→ Source extract:
----------------------------------------
Saturday, March 29, 2008

Browse Instantly

Paige and I have been using Netflix's Watch Instantly feature a lot lately. When it first launched, I was maxing out my 10 hours of "credit" within a weekend plus a day, for episodes of Dr. Who, obscure movies I didn't care enough to see in theaters, and classics (Day the Earth Stood Still, etc). That is to say, I was already a fan when they revised the policy to grant unlimited hours to Netflix customers. I hope the trend continues and more movies get added to the instant feature. I love it!

Sunday, March 23, 2008

An easterless Easter

I woke up at 6 with anxiety around some of my work projects. I don't normally have anxiety, but because I'll be moving soon and I'm trying to maintain the highest possible standard for delivering results that nobody else can deliver, simultaneously, I'm experiencing it now. I have some stuff due tomorrow that needs to be good. Well, it needs to be done -- on the platform proscribed by our organization which means it won't necessarily be good, just correct. These days, more and more, correct passes for good in my organization. (It's one reason why, IMHO, the American corporation is on the decline.)
----------------------------------------
→ Set task: In the blog excerpt, what change did Netflix make to the Watch Instantly policy? The rows are not needed for the task.

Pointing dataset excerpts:
----------------------------------------
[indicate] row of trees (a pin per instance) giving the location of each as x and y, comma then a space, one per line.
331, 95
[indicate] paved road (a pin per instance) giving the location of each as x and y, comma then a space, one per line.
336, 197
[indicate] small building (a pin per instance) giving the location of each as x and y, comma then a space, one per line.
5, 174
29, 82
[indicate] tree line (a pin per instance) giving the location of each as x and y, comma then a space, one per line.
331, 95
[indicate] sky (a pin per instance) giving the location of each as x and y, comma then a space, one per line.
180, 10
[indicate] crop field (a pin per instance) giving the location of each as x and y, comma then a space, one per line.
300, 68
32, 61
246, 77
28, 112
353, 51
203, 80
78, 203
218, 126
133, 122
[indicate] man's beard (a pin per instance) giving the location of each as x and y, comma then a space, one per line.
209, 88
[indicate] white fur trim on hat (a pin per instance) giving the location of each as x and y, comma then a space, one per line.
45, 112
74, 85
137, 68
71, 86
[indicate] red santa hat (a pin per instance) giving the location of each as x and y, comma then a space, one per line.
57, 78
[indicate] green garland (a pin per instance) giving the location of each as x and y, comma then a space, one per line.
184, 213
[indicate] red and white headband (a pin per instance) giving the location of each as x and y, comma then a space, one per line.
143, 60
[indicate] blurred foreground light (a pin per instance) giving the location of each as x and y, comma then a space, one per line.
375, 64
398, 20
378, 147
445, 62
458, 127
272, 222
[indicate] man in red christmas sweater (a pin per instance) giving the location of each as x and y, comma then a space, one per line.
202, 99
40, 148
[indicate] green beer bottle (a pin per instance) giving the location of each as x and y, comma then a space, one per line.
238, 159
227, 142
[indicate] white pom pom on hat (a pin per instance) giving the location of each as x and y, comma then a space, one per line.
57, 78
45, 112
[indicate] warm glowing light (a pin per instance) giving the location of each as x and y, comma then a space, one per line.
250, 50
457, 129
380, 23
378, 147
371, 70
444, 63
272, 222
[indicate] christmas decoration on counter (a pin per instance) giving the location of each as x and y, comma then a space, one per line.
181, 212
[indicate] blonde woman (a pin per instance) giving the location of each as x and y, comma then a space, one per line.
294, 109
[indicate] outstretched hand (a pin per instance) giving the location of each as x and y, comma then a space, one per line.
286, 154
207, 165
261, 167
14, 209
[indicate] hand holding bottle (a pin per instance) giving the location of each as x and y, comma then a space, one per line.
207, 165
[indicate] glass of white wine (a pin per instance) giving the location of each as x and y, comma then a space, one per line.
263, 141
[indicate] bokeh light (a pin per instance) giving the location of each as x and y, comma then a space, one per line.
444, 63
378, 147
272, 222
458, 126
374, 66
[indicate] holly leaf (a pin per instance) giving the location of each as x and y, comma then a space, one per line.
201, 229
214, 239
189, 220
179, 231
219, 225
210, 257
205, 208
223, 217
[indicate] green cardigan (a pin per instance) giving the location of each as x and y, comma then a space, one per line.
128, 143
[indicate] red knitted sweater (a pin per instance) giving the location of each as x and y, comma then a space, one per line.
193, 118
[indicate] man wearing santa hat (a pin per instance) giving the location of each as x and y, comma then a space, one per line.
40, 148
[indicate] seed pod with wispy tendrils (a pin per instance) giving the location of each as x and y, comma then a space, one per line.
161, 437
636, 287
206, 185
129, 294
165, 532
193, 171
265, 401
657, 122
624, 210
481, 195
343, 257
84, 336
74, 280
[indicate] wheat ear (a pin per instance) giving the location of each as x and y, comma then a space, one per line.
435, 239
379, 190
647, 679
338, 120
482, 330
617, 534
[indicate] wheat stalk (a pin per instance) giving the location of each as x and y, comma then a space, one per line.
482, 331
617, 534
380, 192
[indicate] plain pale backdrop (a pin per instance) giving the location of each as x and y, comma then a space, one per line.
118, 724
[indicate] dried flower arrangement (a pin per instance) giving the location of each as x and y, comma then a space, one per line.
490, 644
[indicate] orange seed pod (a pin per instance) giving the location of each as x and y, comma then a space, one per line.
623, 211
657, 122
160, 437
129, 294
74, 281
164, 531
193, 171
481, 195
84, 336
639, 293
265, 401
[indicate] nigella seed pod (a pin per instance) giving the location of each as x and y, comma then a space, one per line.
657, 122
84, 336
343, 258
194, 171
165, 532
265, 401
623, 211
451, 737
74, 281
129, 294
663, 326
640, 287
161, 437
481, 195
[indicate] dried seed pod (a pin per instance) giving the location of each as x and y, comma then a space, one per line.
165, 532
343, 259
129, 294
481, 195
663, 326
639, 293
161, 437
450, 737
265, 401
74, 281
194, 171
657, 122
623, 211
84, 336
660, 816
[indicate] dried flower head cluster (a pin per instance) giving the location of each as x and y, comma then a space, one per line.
----------------------------------------
→ Exercise answer: It granted unlimited hours to Netflix customers.